- _TASKS TO COMPLETE_:
• a. In the article below on the Solar Impulse 2, condense the paragraph beginning "There is much at stake" into a short bulleted list that keeps its main facts.
• b. Translate into Spanish this sentence from the article below on the Solar Impulse 2: "What was supposed to be an overnight pit stop in the southwestern city of Chongqing has now stretched into a two-and-a-half week stay."
• c. Carry on the article below about the Solar Impulse 2, beginning after its final sentence.

- _TEXT SEGMENT_:
Solar plane attempting to be first to circumnavigate world without using fuel is stuck in China
Solar Impulse 2 attempts to prove the power of renewable energy
The Solar Impulse 2, the experimental plane attempting to fly around the world without using a drop of fuel, has been grounded by the weather in China.
What was supposed to be an overnight pit stop in the southwestern city of Chongqing has now stretched into a two-and-a-half week stay.
It’s an unexpected layover that is testing the patience of the pilots and more than 60 team members, just a quarter of the way along a journey that will cover some 35,000 kilometers (21,748 miles) over five months.
“You can believe that your will can influence the weather,” says pilot Bertrand Piccard, who comes from a long family line of explorers. But “then you’ll be really disappointed because it doesn’t work.
“Or you just know that it’s an adventure you do with the forces of nature.”
Piccard, along with Andre Borschberg, a Swiss engineer, are taking turns flying the single-seater aircraft, which took off from Abu Dhabi on March 9 and has successfully flown through Oman, India, and Myanmar.
There is much at stake. Their mission, which the pilots say is aimed at proving the power of renewable energy, and inspiring innovation, has been 12 years in the making. In many ways, it has become Piccard and Borschberg’s raison d’etre.

- _RECORD SET_:
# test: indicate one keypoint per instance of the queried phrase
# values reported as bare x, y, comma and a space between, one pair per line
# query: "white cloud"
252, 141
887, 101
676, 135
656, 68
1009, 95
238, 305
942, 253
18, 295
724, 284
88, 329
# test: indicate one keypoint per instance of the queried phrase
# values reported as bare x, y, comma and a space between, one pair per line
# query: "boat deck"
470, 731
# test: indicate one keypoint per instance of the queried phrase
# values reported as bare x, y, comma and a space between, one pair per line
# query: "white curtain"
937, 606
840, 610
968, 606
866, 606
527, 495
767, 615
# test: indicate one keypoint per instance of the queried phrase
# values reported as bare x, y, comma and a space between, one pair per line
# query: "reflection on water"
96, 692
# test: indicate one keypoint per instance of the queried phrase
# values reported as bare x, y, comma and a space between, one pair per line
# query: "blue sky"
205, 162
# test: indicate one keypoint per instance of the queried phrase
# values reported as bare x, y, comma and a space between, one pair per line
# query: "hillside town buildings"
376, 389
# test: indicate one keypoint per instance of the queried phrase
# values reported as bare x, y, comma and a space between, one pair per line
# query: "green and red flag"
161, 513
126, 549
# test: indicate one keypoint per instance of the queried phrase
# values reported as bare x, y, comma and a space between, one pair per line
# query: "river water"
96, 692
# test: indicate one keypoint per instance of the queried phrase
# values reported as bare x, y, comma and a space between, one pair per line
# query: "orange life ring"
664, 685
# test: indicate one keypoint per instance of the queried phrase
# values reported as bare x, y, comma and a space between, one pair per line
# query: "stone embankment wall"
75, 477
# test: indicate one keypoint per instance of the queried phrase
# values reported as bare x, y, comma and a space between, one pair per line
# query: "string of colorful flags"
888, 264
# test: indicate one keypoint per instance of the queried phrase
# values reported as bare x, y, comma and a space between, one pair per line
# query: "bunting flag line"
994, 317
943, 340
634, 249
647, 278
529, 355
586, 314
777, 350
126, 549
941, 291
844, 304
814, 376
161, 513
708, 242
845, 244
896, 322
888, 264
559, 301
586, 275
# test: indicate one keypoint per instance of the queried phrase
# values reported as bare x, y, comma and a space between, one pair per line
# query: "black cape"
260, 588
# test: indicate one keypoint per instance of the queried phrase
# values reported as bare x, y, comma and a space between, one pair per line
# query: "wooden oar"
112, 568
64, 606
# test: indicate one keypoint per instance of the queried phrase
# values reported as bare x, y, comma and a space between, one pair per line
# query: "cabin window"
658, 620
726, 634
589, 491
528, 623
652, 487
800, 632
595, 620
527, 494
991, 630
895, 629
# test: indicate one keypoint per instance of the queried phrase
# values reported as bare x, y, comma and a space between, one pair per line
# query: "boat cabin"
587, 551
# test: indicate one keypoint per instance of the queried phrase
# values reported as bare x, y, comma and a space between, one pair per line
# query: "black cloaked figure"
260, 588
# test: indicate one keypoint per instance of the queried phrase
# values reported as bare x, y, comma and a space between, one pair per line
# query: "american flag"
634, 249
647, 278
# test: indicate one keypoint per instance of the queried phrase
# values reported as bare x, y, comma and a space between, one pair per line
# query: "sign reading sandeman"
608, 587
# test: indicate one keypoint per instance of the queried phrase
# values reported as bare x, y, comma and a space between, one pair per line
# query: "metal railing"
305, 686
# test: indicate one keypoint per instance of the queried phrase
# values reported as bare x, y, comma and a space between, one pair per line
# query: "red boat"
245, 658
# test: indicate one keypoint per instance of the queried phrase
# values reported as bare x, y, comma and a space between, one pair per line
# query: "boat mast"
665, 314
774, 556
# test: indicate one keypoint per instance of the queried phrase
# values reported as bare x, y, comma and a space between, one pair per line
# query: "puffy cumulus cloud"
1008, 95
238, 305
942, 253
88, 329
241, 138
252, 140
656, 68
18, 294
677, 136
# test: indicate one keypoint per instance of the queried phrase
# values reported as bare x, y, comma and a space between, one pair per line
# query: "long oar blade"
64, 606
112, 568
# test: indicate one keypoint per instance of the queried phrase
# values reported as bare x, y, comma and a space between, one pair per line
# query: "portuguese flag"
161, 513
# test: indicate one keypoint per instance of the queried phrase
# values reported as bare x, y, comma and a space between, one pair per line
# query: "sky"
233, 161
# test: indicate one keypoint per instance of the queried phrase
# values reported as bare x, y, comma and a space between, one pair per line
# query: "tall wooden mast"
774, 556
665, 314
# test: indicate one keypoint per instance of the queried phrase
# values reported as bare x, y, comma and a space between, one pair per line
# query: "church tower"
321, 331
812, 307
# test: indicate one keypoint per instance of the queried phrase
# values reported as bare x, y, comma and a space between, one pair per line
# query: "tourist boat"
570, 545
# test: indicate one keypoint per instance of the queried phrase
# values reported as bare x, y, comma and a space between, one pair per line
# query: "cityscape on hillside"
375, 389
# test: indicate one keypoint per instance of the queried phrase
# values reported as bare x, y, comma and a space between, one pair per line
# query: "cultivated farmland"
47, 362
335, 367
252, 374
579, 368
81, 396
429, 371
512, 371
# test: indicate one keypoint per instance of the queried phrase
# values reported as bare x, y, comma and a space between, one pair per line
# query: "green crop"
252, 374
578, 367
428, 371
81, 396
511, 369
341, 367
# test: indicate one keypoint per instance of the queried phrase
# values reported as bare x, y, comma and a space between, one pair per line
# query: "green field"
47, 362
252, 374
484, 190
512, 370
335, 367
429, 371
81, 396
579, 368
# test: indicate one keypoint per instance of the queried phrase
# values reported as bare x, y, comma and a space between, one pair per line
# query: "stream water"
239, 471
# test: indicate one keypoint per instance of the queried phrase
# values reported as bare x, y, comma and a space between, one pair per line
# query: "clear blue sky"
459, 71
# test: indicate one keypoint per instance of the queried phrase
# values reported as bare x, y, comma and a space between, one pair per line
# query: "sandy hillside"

- _TASK-BY-TASK ANSWERS_:
• a.
- Much is at stake for the mission.
- The pilots say it aims to prove the power of renewable energy and to inspire innovation.
- It has been 12 years in the making.
- It has in many ways become Piccard and Borschberg's raison d'etre.

• b. Lo que debía ser una escala de una sola noche en Chongqing, ciudad del suroeste, se ha prolongado ahora hasta convertirse en una estancia de dos semanas y media.

• c.
Small window for departure
But so far, the Solar Impulse 2 has been spending a lot of time on the ground.
The latest setback came when a Thursday takeoff was canceled, because the cross winds in Nanjing, the plane’s destination, were forecast to be too strong around its expected landing time.
Because of its weight, at just 2,300 kilograms – about the same as a large SUV – the aircraft needs near perfect weather conditions, including cross winds of less than 4 knots, or about 7 kilometers an hour, in order to fly.
While the team is used to waiting, they are clearly eager to move on.
“Our boss is the sun,” says Solar Impulse spokeswoman Claudia Durgnat.
Durgnat says there may be a tiny window ahead, with the next possible departure from Chongqing on Tuesday. “It’s not good before, and the days after don’t look very clear.”
Even with the delay, Durgnat says, the plane technically isn’t behind schedule.
That’s because the team needs to wait until the end of the month for the northern hemisphere days to get longer, before the plane can venture across the Pacific Ocean to Hawaii.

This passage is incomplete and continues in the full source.